SET TASK: Copy out all of the lines in these records, requests included, but leave out the pictures. In the answers, multiply each coordinate by 1.5 and round it to a whole number, with halves rounded up. Keep every number in the requests and in their format samples as it is.

TASK DATA:
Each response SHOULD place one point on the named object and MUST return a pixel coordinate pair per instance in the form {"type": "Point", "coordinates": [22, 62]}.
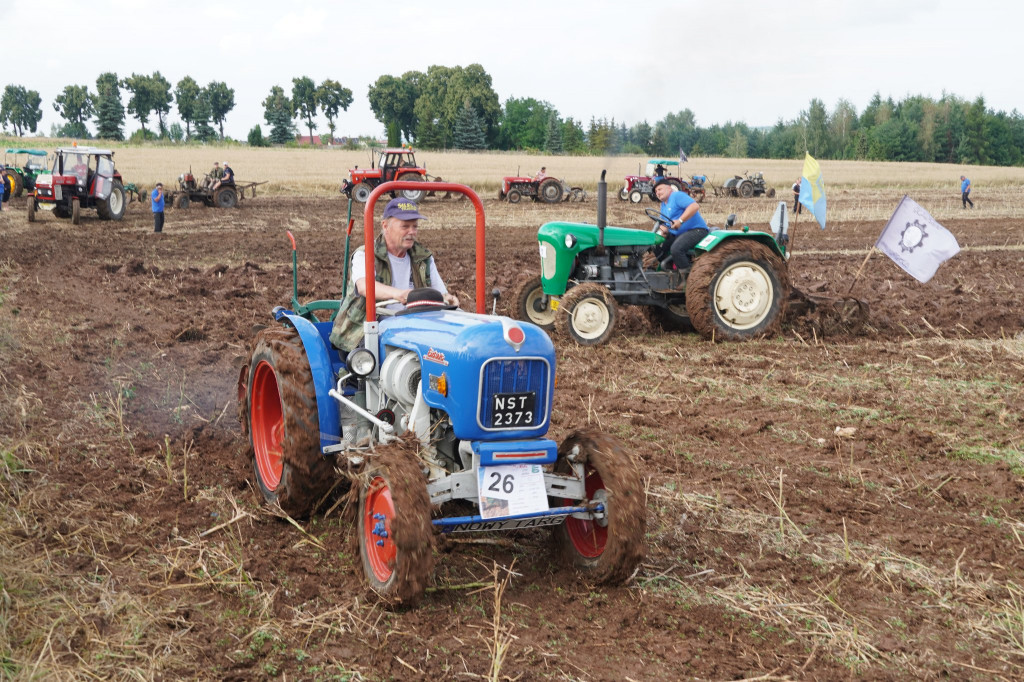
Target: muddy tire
{"type": "Point", "coordinates": [587, 313]}
{"type": "Point", "coordinates": [739, 291]}
{"type": "Point", "coordinates": [532, 305]}
{"type": "Point", "coordinates": [550, 190]}
{"type": "Point", "coordinates": [606, 550]}
{"type": "Point", "coordinates": [225, 198]}
{"type": "Point", "coordinates": [394, 530]}
{"type": "Point", "coordinates": [672, 318]}
{"type": "Point", "coordinates": [412, 195]}
{"type": "Point", "coordinates": [278, 409]}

RESULT OF THE EXERCISE:
Each response SHOULD place one point on the named object and MUST return a pixel coordinate pair per instance in the form {"type": "Point", "coordinates": [22, 62]}.
Target: muddy tire
{"type": "Point", "coordinates": [881, 470]}
{"type": "Point", "coordinates": [1109, 437]}
{"type": "Point", "coordinates": [798, 458]}
{"type": "Point", "coordinates": [825, 285]}
{"type": "Point", "coordinates": [909, 825]}
{"type": "Point", "coordinates": [338, 297]}
{"type": "Point", "coordinates": [591, 795]}
{"type": "Point", "coordinates": [1008, 477]}
{"type": "Point", "coordinates": [618, 293]}
{"type": "Point", "coordinates": [417, 614]}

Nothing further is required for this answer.